-- SOURCE TEXT --
━━━
Vorik will like to also visit the locksmith with the group.

"Sounds like a good next step."

However, during the next day or so, I am going to visit my employers to give them a report on the progress.  I will ask them what they know of the city beneath us.  Also, I would like to swing by my dads store to make sure all is ok.


----------



## Douane (Jun 16, 2003)

Turning towards Liandra, Carrach answers to her admonishment:

"This might very well be so, Liandra, since I don't have any kind of experience with these. Still, it's the best hint I see at the moment; assuming of course that St. Cuthbert wants the children found.

Your presence would be welcome indeed, because I think my own skills of etiquette and diplomacy, though assuredly not inconsiderable, are bit rusty and we surely want to establish a friendly connection with that locksmith," Carrach snorts in silent laughter.

_(First at least...)_ 


"As to you," Carrach indicates Vorik, "I was in the process of repeating that prophecy, so listen well:

The locks are the key to finding them.
Look beyond the curtain, below the cauldron,
But beware the doors with teeth.
Descend into the malachite 'hold,
Where precious life is bought with gold.
Half a dwarf binds them, but not for long."

...

"Hmm, hearing it once again brings up a point. Could this malachite hold be your Gnomish Fortress? Perhaps your research could indeed shed some light on this.

But two days are too long! 

In fact, the more I think about it, time seems to be running out, if this riddle is be trusted. _"...but not for long._ seems to indicate that the little ones are to be taken away soon ,wherever they are. We must act with haste!

So tell us where we can find you in case something turns up; should you come across anything useful, I sincerely doubt a messenger would have much problems finding someone like me in this city."


"Let's go!"


----------



## Douane (Jun 17, 2003)

"So you will join us? Good.

Gretchen, surely you can tell us where to find this Ghelve, so that our native resident here can find the way?

Come on everyone, let's get moving. 


*There's no time to loose!*"


----------



## Douane (Jun 17, 2003)

double post


----------



## Citizen Mane (Jun 17, 2003)
━━━
-- RECORD EXCERPTS --
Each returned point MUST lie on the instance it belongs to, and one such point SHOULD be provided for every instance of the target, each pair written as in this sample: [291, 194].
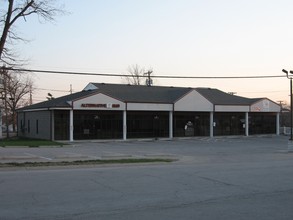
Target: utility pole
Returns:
[31, 95]
[149, 81]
━━━
-- PROBLEM --
Please answer these questions about the forum thread, one line each:
(a) Whose wish does Carrach name as the condition for his hint being the best one?
(b) Which words of the prophecy does Carrach read as a sign that the little ones will be taken away soon?
(c) In the first post dated Jun 17, 2003, who is Gretchen asked to locate?

-- EXERCISE RESULT --
(a) St. Cuthbert's: Carrach assumes that St. Cuthbert wants the children found.
(b) "...but not for long."
(c) Ghelve.